Goal of the exercise: Turn the lines below, from the one containing "of the man's" through the end of the rows, into a Markdown table with the columns No. and Line. Number each line and leave out any blank lines.

Object position labeling rows:
____________________

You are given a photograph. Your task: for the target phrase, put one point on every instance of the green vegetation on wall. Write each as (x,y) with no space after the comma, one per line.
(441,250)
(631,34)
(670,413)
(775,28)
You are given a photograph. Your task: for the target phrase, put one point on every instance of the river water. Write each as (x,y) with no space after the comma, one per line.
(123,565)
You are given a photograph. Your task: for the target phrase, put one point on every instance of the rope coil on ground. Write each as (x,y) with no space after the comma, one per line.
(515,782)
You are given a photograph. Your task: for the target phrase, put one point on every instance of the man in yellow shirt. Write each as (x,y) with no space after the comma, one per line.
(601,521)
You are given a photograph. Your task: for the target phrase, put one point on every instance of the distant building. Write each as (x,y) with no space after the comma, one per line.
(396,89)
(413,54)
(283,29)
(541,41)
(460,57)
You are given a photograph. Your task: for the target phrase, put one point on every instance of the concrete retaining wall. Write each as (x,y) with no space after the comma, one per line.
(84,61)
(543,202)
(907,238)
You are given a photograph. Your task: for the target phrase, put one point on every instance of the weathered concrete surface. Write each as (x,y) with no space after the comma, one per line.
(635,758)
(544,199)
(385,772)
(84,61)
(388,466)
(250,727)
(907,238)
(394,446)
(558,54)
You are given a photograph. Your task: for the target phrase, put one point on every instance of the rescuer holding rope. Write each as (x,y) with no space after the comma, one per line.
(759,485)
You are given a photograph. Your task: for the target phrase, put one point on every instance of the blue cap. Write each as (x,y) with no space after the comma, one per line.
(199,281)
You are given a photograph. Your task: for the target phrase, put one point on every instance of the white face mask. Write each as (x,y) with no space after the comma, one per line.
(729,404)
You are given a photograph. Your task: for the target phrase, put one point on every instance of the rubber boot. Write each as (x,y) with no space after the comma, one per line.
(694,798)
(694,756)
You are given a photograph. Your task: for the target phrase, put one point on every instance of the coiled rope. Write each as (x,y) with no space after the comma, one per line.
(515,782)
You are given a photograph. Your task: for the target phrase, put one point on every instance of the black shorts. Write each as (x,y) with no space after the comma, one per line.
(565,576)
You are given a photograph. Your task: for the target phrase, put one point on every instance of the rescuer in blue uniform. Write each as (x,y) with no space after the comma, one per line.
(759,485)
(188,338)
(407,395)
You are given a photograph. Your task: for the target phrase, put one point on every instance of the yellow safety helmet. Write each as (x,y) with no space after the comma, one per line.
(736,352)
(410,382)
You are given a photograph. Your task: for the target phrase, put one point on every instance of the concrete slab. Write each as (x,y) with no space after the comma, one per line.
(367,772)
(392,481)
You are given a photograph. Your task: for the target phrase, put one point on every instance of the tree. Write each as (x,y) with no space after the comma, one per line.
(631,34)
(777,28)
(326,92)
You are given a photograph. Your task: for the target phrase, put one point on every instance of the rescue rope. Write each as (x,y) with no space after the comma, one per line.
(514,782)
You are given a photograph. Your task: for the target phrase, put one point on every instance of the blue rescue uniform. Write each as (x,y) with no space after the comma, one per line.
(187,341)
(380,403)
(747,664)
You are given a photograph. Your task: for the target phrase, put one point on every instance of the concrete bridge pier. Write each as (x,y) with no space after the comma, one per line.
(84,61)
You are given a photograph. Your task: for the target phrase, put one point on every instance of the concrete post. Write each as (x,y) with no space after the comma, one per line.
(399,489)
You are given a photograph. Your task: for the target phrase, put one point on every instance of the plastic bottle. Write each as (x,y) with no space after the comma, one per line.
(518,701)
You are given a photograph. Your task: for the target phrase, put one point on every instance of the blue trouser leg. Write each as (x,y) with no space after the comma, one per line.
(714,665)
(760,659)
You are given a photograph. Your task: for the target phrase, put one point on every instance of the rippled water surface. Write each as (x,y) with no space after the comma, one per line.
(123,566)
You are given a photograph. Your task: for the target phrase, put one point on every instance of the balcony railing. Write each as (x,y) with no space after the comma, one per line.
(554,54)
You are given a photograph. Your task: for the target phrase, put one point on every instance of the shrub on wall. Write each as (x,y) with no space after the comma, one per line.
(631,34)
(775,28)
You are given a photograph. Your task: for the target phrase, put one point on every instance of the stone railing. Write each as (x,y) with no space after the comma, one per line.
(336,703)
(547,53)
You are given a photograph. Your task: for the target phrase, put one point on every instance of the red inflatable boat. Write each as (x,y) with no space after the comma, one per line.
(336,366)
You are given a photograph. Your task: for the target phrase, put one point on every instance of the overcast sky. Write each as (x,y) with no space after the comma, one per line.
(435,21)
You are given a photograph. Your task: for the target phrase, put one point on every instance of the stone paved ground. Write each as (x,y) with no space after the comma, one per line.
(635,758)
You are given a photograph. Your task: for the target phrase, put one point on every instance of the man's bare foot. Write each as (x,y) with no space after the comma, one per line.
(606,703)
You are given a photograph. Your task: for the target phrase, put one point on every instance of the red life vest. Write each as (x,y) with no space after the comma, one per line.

____________________

Response to the task:
| No. | Line |
|---|---|
| 1 | You are given a photograph. Your task: for the target phrase, put one point on every instance of the man's bare foot. Write each as (x,y) with no space after the comma, one per line. |
| 2 | (606,703) |
| 3 | You are given a photograph. Your task: for the target phrase, put one point on every instance of the red life vest. Write each as (x,y) with no space after the comma, one per line. |